+++ SUPPLIED MATERIAL +++

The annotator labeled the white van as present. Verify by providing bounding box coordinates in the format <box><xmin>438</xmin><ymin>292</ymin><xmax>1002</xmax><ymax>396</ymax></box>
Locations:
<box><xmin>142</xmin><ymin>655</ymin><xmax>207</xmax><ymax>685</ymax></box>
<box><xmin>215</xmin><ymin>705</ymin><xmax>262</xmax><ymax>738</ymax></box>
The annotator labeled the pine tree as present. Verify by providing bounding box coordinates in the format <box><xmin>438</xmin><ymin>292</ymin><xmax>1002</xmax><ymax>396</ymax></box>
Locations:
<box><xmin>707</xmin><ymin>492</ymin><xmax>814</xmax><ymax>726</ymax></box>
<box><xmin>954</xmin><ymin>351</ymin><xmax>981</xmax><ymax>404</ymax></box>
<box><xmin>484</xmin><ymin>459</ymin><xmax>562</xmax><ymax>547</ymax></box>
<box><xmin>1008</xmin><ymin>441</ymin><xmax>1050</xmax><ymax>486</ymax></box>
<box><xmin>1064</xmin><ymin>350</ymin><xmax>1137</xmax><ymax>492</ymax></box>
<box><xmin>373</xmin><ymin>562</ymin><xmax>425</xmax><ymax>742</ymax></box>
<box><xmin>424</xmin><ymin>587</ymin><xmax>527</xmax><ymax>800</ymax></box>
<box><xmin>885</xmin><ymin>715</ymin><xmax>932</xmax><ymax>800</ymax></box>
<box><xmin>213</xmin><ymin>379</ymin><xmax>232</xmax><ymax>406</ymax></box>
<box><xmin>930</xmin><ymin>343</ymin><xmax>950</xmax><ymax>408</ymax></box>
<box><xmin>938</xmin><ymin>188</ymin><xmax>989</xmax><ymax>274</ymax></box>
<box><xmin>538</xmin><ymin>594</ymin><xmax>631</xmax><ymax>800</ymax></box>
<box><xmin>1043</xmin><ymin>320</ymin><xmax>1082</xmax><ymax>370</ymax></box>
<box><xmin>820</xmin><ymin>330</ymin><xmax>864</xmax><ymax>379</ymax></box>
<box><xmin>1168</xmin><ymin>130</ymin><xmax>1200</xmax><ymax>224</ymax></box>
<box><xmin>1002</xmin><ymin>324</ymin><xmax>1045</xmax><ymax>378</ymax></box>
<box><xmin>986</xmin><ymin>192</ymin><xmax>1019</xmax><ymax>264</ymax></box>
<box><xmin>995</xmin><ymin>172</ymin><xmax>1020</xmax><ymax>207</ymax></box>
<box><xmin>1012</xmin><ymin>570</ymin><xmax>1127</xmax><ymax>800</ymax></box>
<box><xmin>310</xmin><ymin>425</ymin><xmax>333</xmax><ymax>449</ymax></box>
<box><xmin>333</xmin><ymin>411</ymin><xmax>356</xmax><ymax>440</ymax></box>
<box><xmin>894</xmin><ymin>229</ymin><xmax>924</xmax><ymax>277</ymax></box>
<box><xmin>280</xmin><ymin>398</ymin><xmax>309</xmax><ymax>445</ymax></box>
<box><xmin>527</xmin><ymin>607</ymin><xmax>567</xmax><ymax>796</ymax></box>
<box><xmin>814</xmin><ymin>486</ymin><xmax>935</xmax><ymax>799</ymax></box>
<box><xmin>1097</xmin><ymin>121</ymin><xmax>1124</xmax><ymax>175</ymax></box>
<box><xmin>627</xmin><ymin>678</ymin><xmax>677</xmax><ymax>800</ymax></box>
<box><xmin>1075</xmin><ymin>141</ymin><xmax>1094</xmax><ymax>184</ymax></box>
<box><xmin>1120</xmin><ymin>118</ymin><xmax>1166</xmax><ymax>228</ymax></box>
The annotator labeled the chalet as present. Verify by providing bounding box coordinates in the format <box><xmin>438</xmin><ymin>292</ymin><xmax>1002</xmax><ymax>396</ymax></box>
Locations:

+++
+++ SUPPLIED MATERIAL +++

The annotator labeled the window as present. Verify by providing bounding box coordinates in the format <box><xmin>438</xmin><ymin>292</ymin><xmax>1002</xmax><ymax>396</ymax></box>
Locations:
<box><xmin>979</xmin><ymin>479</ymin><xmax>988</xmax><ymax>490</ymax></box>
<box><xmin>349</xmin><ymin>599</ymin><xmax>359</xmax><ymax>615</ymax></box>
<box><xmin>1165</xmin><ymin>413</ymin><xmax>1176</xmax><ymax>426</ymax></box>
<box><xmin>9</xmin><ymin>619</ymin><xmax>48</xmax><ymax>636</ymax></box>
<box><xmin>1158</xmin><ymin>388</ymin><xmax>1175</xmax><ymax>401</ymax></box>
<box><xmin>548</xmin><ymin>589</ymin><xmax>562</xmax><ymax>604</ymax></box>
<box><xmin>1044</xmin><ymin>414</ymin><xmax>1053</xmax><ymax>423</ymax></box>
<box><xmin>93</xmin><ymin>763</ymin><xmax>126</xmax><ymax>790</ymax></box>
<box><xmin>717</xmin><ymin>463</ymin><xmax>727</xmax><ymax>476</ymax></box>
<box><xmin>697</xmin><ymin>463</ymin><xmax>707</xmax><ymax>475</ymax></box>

+++

#### [WHAT THE TASK ASKS]
Extract all lines of the records above that include "annotator".

#### [WRITTEN ANSWER]
The annotator labeled the white van as present. Verify by providing bounding box coordinates in the format <box><xmin>438</xmin><ymin>292</ymin><xmax>1002</xmax><ymax>396</ymax></box>
The annotator labeled the pine tree as present. Verify by providing bounding box coordinates in the format <box><xmin>438</xmin><ymin>292</ymin><xmax>1002</xmax><ymax>396</ymax></box>
The annotator labeled the chalet as present. Verify by providing bounding box coordinates in the format <box><xmin>438</xmin><ymin>292</ymin><xmax>1002</xmax><ymax>396</ymax></box>
The annotator labeled the window as present. Verify by providing bounding box coordinates in the format <box><xmin>438</xmin><ymin>292</ymin><xmax>1002</xmax><ymax>396</ymax></box>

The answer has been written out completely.